Recorded data:
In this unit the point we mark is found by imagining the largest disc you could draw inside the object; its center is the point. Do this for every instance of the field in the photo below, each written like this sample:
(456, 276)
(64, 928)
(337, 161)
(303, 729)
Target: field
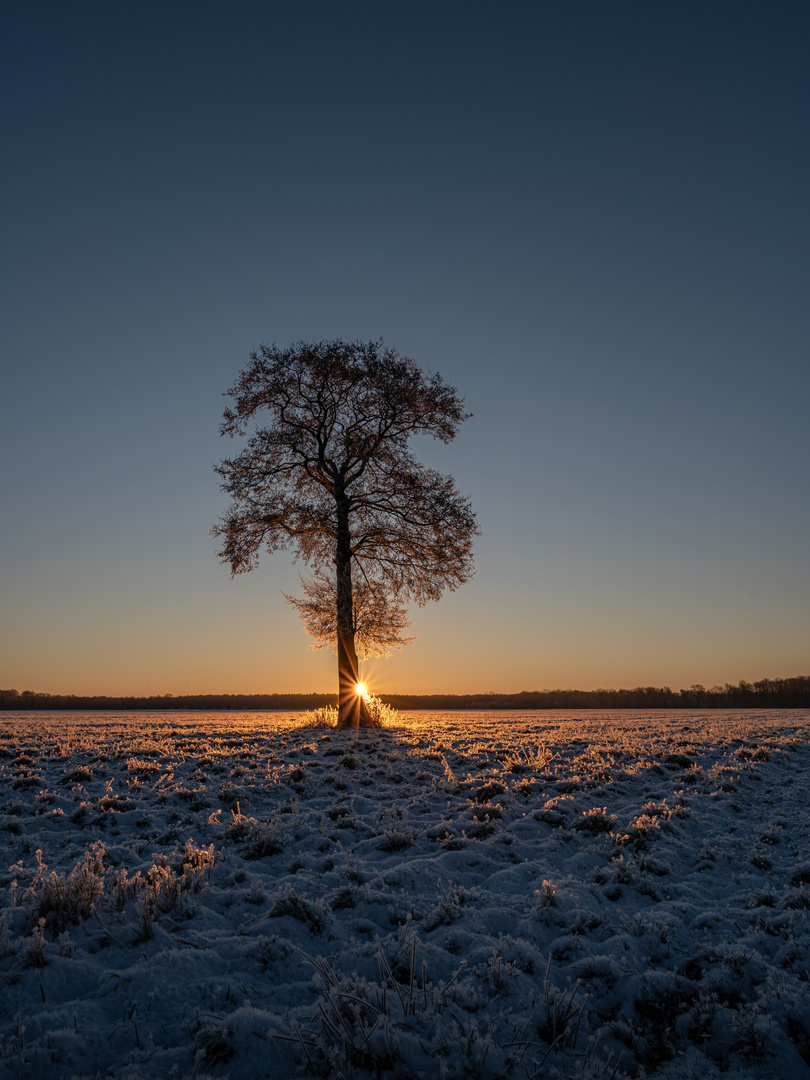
(464, 894)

Work request:
Everything in the listing must be copied exactly except the pictures.

Exercise answer:
In this unit the point we mark is found by imagining the largest disc you could draw inside the object; its center is the point. Do this for every instance of the field in the photo below, each written like this sample:
(456, 276)
(64, 928)
(337, 161)
(303, 729)
Target: field
(464, 894)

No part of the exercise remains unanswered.